- _Page excerpt_:
=-=-=

Representative Tim Murphy, the Pennsylvania Republican who is a clinical psychologist and who introduced the bill, spent a year conducting research on the system after the 2012 shooting at Sandy Hook Elementary School in Newtown, Conn. He carried out that study at the request of House Republican leaders; his bill is under consideration by the House Energy and Commerce Committee.

Other proposals include a bill from Senator John Cornyn, Republican of Texas, that would help law enforcement agencies identify and seek treatment for those with mental health problems. An aide to Mr. Cornyn said Tuesday that discussions were underway to potentially combine his proposals with similar legislation.

The clinic shooting, in which a 57-year-old loner, Robert L. Dear Jr., has been charged with murder, left many lamenting the continued lack of legislative action to address the mass shootings that have become all too common.

But Senator Harry Reid of Nevada, the Senate Democratic leader, said that while overhauling the mental health care system was important, it was “only remotely connected” to most gun deaths.

=-=-=

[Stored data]
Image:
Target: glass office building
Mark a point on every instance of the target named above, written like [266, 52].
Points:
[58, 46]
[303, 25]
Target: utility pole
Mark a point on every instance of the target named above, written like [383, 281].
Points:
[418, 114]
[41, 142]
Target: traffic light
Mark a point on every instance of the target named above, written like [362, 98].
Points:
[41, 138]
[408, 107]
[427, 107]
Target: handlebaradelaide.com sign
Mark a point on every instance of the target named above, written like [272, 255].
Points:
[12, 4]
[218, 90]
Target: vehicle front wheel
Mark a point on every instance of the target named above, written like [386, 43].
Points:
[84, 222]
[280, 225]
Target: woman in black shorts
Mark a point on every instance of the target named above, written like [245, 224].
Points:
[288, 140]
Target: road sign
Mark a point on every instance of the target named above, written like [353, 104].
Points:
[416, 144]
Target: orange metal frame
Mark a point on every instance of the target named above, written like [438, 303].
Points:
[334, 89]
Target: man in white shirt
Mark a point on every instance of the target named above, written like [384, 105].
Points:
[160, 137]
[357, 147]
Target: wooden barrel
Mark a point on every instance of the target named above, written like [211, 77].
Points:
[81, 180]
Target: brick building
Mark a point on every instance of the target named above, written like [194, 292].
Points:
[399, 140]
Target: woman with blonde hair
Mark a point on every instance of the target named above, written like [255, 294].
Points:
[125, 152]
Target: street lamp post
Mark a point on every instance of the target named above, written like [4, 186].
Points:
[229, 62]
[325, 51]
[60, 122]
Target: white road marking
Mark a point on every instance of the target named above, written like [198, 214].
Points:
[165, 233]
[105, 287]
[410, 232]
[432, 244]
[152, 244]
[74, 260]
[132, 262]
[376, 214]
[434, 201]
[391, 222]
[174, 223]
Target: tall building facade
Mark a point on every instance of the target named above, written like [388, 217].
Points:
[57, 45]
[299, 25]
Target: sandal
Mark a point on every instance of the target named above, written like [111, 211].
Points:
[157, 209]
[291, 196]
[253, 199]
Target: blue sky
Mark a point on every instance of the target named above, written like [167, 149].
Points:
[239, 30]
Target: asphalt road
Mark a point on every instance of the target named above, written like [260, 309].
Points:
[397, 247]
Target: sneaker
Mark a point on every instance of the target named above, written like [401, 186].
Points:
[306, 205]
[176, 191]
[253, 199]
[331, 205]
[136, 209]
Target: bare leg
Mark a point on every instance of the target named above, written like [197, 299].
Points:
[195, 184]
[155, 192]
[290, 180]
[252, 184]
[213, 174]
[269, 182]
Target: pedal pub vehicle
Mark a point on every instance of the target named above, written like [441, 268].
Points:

=-=-=

- _Exercise instructions_: Rewrite the passage of the news excerpt starting with "Representative Tim Murphy, the" and going on through "and Commerce Committee.", putting "review" in place of "study". Rely on the text and nothing else.

- _Task solution_:
Representative Tim Murphy, the Pennsylvania Republican who is a clinical psychologist and who introduced the bill, spent a year conducting research on the system after the 2012 shooting at Sandy Hook Elementary School in Newtown, Conn. He carried out that review at the request of House Republican leaders; his bill is under consideration by the House Energy and Commerce Committee.